• TEXTAUSZUG:
________

Montag 09. Dezember 2013

In der polynesischen Exklave

Unser Standort: Vor Anker vor dem Dorf Bosoria am Südpass des Nuguria Atolls, Papua Neuguinea

 

Das Nuguria Atoll ist eine polynesische Exklave, ein sogenannter „Polynesian Outlier“. So bezeichnet man die Inseln und Atolle, die außerhalb des polynesischen Dreiecks liegen und trotzdem von Polynesiern besiedelt sind. Neuseeland, Hawaii und die Osterinsel sind die Eckpunkte des polynesischen Dreiecks und das dazwischenliegende Gebiet ist das Siedlungsgebiet der Polynesier. Welch grandiose Seefahrer die Polynesier gewesen waren, zeigt sich darin, dass die von ihnen besiedelten Inseln den größten zusammenhängenden Siedlungsraum eines Volksstammes weltweit darstellen. Und das über einen unvorstellbar großen Ozean hinweg.

________

• DATENTEIL:
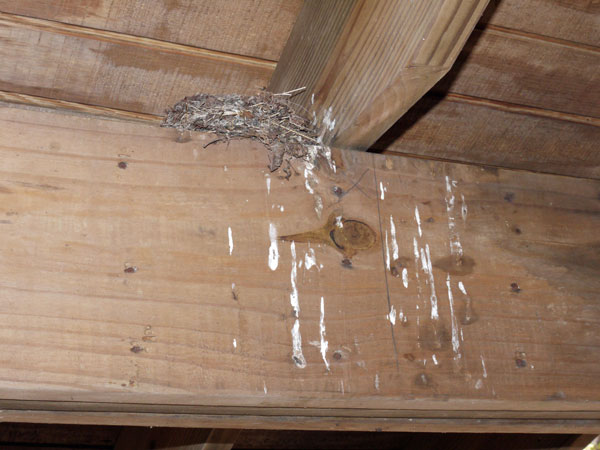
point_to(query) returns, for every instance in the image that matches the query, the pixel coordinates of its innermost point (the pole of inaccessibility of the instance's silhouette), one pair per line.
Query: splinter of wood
(348, 236)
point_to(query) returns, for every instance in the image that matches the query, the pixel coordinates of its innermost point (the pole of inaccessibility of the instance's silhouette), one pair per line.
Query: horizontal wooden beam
(103, 68)
(149, 278)
(364, 63)
(481, 131)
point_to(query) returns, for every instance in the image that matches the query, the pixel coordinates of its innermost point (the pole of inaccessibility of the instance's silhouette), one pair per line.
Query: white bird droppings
(382, 190)
(483, 366)
(310, 259)
(297, 356)
(395, 252)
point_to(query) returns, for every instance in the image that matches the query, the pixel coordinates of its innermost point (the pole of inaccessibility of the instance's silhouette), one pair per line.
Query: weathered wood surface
(122, 298)
(256, 28)
(571, 20)
(517, 68)
(497, 134)
(364, 63)
(175, 438)
(108, 69)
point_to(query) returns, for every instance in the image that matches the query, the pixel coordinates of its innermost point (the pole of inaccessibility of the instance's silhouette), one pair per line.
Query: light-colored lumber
(122, 297)
(256, 28)
(571, 20)
(101, 68)
(364, 63)
(513, 67)
(143, 438)
(500, 134)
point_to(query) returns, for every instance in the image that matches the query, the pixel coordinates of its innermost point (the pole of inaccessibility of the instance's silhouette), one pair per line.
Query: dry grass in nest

________

• ARBEITSANWEISUNGEN:
1. Gib aus dem Text über das Nuguria-Atoll wortgetreu den Abschnitt wieder, der mit den Worten „Unser Standort: Vor“ anfängt und mit „großen Ozean hinweg.“ aufhört.
2. Führe den Text über das Nuguria-Atoll im Anschluss an seinen letzten Satz fort.
Die Einträge stammen aus einer anderen Quelle.

• LÖSUNGEN ZUR ÜBUNG:
1.
Unser Standort: Vor Anker vor dem Dorf Bosoria am Südpass des Nuguria Atolls, Papua Neuguinea

 

Das Nuguria Atoll ist eine polynesische Exklave, ein sogenannter „Polynesian Outlier“. So bezeichnet man die Inseln und Atolle, die außerhalb des polynesischen Dreiecks liegen und trotzdem von Polynesiern besiedelt sind. Neuseeland, Hawaii und die Osterinsel sind die Eckpunkte des polynesischen Dreiecks und das dazwischenliegende Gebiet ist das Siedlungsgebiet der Polynesier. Welch grandiose Seefahrer die Polynesier gewesen waren, zeigt sich darin, dass die von ihnen besiedelten Inseln den größten zusammenhängenden Siedlungsraum eines Volksstammes weltweit darstellen. Und das über einen unvorstellbar großen Ozean hinweg.

2.
Zwar ist nicht eindeutig geklärt, wie die Besiedelung Ozeaniens durch die Polynesier genau erfolgte, fest scheint allerdings zu stehen, dass sie aus dem asiatischen Raum stammen und den Pazifik im Großen und Ganzen von West nach Ost besiedelten. Erst später, als die Polynesier bereits die Osterinsel, Hawaii und Neuseeland erreicht hatten, erfolgte vermutlich eine weitere (Rück-) Ausbreitung nach Westen, wodurch der „Korridor“ polynesischer Exklaven entstand, von denen viele auf einem ähnlichen Breitengrad liegen. Zu ihnen gehören die bekannteren Inseln wie Tikopia, aber auch das zu Fidschi gehörende Rotuma, Ontong Java, Kapingamarangi und die weniger bekannten Tasman und Mortlock Atolle. Und eben auch das Nuguria Atoll, in dem wir derzeit ankern.

 

Das wir hier nicht mehr in Melanesien, den „schwarzen Inseln“, sind, zu denen Vanuatu, die Salomonen und PNG gehören, merken wir sofort. Die Menschen haben eine hellere Haut, glattere Haare und einen kräftigeren Körperbau. Und auch die Willkommenskultur ist eine völlig andere. Wo Melanesier eher zurückhaltend abwartend bis abweisend sind, gehören die Polynesier zu den gastfreundschaftlichsten Kulturen, die man sich vorstellen kann. Kein Wunder, dass die Walfänger im 18. und 19. Jahrhundert vor allem polynesische Inseln als Versorgungsbasen nutzten.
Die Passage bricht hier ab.